**Task directions:** Quote the entries that follow exactly, leaving none out.

**Information given:**
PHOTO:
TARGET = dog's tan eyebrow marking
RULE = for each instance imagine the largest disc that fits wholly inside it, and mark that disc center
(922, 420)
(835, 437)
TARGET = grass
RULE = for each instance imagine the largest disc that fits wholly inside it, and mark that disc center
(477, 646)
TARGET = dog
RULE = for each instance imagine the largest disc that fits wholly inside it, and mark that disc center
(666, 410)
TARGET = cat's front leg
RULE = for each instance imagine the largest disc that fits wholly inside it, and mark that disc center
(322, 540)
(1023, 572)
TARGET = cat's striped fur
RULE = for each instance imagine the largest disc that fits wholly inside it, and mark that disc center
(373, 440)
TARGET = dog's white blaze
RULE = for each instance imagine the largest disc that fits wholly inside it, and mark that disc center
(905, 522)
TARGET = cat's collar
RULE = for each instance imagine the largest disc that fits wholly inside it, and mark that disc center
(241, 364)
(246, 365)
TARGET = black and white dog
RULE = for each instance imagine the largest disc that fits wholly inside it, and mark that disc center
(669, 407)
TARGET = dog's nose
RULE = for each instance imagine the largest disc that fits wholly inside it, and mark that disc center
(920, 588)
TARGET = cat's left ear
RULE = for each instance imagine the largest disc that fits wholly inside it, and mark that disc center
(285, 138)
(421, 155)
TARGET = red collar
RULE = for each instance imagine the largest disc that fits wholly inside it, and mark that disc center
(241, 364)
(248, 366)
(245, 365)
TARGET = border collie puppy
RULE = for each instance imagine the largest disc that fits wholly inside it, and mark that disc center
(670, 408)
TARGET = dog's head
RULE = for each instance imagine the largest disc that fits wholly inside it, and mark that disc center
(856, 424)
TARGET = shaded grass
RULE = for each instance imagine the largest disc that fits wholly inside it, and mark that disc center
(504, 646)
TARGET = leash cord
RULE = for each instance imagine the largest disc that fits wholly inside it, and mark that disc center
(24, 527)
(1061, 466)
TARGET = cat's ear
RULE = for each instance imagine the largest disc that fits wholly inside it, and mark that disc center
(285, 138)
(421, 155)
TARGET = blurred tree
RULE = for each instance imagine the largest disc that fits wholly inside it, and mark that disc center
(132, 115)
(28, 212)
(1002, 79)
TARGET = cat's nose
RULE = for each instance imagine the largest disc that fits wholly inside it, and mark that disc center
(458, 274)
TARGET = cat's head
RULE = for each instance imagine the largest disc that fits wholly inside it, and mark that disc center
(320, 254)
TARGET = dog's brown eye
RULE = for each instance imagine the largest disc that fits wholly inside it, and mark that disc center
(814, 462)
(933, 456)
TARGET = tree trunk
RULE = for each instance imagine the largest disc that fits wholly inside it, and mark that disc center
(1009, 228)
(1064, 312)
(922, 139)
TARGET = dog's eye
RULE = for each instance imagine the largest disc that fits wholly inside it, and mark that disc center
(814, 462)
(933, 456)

**Answer to this task:**
PHOTO:
TARGET = dog's tan eyebrow marking
RULE = for each instance imagine the largest disc that fits wholly inside it, and mark that disc center
(922, 420)
(835, 437)
TARGET = grass
RULE = for each instance imagine the largest disc that fits wholly inside it, and mark that disc center
(477, 646)
TARGET = dog
RULE = for each instance imagine the largest disc that fits wholly inside it, and mark that disc center
(666, 410)
TARGET = cat's front leg
RULE = for each instance imagine the largest disc that fits wholly inside it, and mark that disc center
(322, 540)
(1023, 572)
TARGET = cat's striped fur
RULE = for each instance imagine the largest disc that fits wholly inside it, and mark that disc center
(373, 440)
TARGET = dog's white blaze
RULE = for each instance imagine the largest disc that fits wholly inside it, and mark that disc center
(905, 522)
TARGET = cat's collar
RULE = for each instance imagine the largest disc that fits wholly inside it, and mark that disc center
(241, 364)
(246, 365)
TARGET = black and white dog
RULE = for each instance imagine the largest disc that fits wholly inside it, and mark that disc center
(669, 407)
TARGET = dog's nose
RULE = for each instance imagine the largest disc that fits wholly inside it, and mark that disc center
(920, 588)
TARGET = cat's left ear
RULE = for each instance imagine the largest disc that fits wholly inside it, and mark that disc center
(285, 138)
(421, 155)
TARGET = red collar
RULE = for each instance imagine the largest disc that fits wholly inside it, and mark that disc center
(241, 364)
(248, 366)
(245, 365)
TARGET = border collie puppy
RULE = for each instance imagine the largest disc that fits wholly inside it, and mark that disc center
(670, 408)
TARGET = dog's head
RULE = for each instance imagine the largest disc that fits wholly inside it, and mark that disc center
(856, 424)
TARGET = shaded grass
RULE = for each instance imagine the largest disc that fits wholly inside it, and mark that disc center
(504, 646)
TARGET = leash cord
RULE = for each instance imagine the largest disc that fits wholly inside it, and mark that disc center
(24, 527)
(1061, 466)
TARGET = cat's ear
RULE = for each instance imagine the largest disc that fits wholly inside it, and mark that disc center
(285, 138)
(421, 155)
TARGET = blurred tree
RULE = for each instance imagine the largest disc that fits wholly inside it, and mark that disc center
(132, 115)
(28, 212)
(1002, 79)
TARGET = cat's nose
RULE = for each instance imagine the largest disc that fits wholly inside it, and mark that disc center
(458, 274)
TARGET = cat's head
RULE = for each instance imagine the largest disc that fits wholly inside it, and mark that disc center
(320, 254)
TARGET = dog's brown eye
RULE = for each instance imagine the largest disc that fits wholly inside it, and mark that disc center
(814, 462)
(933, 456)
TARGET = tree trunk
RULE = for each instance imagine the largest disc that fits wholly inside it, and mark that disc center
(1009, 228)
(1064, 312)
(922, 139)
TARGET = dog's eye
RULE = for each instance imagine the largest disc that fits wholly inside it, and mark that disc center
(814, 462)
(933, 456)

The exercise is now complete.